* Begin QUOTED TEXT *

# The Only Way To Fly



## MrFSS (Jan 14, 2015)

After hours of delays, one New York-bound passenger thought that he was getting the private plane treatment when he boarded his flight and realized he was the only passenger.

The passenger, a Brooklyn-based man named Chris O'Leary, started tweeting about his amazement before the plane took off, saying how he got a personalized safety briefing and a one-on-one run down from the captain about the flight.

*LINK*


----------



## Bob Dylan (Jan 14, 2015)

Outstanding! I flew once on a United Redeye Flight from SFO-JFK and was the Only Passenger in First Class! ( an Upgrade) Two Stewardesses, Food and Drink, a first Run Movie and after eating I Slept until we were starting our Landing Approach into JFK!!

Edited to correct direction of flight! Thanks railiner, typo!


----------



## Devil's Advocate (Jan 14, 2015)

If you want empty aircraft at cheap prices try flying to Asia when the media is going nuts about SARS, Bird Flu, Swing Flu, etc.


----------



## caravanman (Jan 14, 2015)

I remember your tale of good treatment aboard a plane, Jim... You lucky chap! 

Ed


----------



## BCL (Jan 14, 2015)

I heard about this. Didn't a second passenger board last second and sit in the back?

Still, I'd rather fly on a corporate jet like a Gulfstream. I understand they can use smaller airports that might be more conveniently located.


----------



## TinCan782 (Jan 14, 2015)

The report I heard said there was a second passenger...it stated he was asleep!


----------



## jis (Jan 14, 2015)

I flew trans-Atlantic on an emergency trip to Kolkata within a week after 9/11 by Virgin Atlantic. There were all of sicx of us passengers in a vast Boeing 747. There was more cabin crew than passengers. All got complementary upgraded to Upper Class, and we had a wonderful time.

Alas the British Airways flight from London to Kolkata was absolutely full, though for some completely unknown reason I got comp upgraded to business on that one too. I have no status, none at all with BA or OneWorld.


----------



## Bob Dylan (Jan 14, 2015)

You're just one of those lucky travelers jis, but Karma plays a role in it too!


----------



## XHRTSP (Jan 14, 2015)

It was my airline on which this happenned. I once had a flight TVC-ORD delayed so long not a single passenger showed, it was literally only us crewmembers at the airport. Eventually our inbound flight cancelled so back to the hotel for us.

Yes a second passenger showed up at the last minute.


----------



## railiner (Jan 15, 2015)

jimhudson said:


> Outstanding! I flew once on a United Redeye Flight from JFK- SFO and was the Only Passenger in First Class! ( an Upgrade) Two Stewardesses, Food and Drink, a first Run Movie and after eating I Slept until we were starting our Landing Approach into SFO!!

* End QUOTED TEXT *
* Begin PROVIDED RECORDS *

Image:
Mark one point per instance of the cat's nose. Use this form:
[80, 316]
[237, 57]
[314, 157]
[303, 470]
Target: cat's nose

* End PROVIDED RECORDS *

▶ **PROBLEM SET**
**a)** In the forum thread about the nearly empty New York-bound flight, which airline did jis fly on the trans-Atlantic trip taken within a week after 9/11?
**b)** Continue the forum thread about the nearly empty New York-bound flight from the point where it stops.

▶ **RESPONSES IN ORDER**
**a)** Virgin Atlantic.

**b)**
Wait a minute!.....didn't you mean from SFO to JFK? I never heard of a westbound 'redeye' flight.... :unsure:

At least not since they retired the last Connies and DC-7's..  ..

Although Northwest Orient and Eastern did have some passenger carrying 'mail flight's' that made multi-stops across the country in the wee hours back in the sixties....I flew on NW on one that went JFK-DTW-MKE-MSP-SEA....


----------



## Swadian Hardcore (Jan 15, 2015)

What type of aircraft was it, a 727?


----------



## railiner (Jan 15, 2015)

A B707, or possibly a 720....not sure...I do recall the flight number (245), and somewhere in my "archives" is my ticket receipt......


----------



## railiner (Jan 15, 2015)

For some reason on my phone I can't log in, and only post as a "guest".......


----------



## saxman (Jan 16, 2015)

I operated a couple flights with only one passenger. One was Hartford to JFK on Thanksgiving night. I'm not sure why the flight was even scheduled when it didn't even make connections. Another was BOS to PHL with only one.

As for me being the only one, I was the only passenger in Global First on United coming back from Kuwait City to Dulles. There were a few pax in business though and coach though. It was nice having my own cabin though. Too bad I slept almost the entire way, so didn't get to enjoy being alone.


----------



## jis (Jan 16, 2015)

I was once the only passenger in Singapore Airines (SQ) First Class from Singapore (SIN) to Kolkata (CCU). There were two cabin crew taking care of me. The plane was sold out in the back. We were served eggs and lamb chops for breakfast! Alas they don't provide any First Class service any more on that route. I was told that it was unusual for them to have any FC passengers on that flight. I was there on a Star Alliance FC award redemption: EWR - SFO - NRT - SIN - CCU.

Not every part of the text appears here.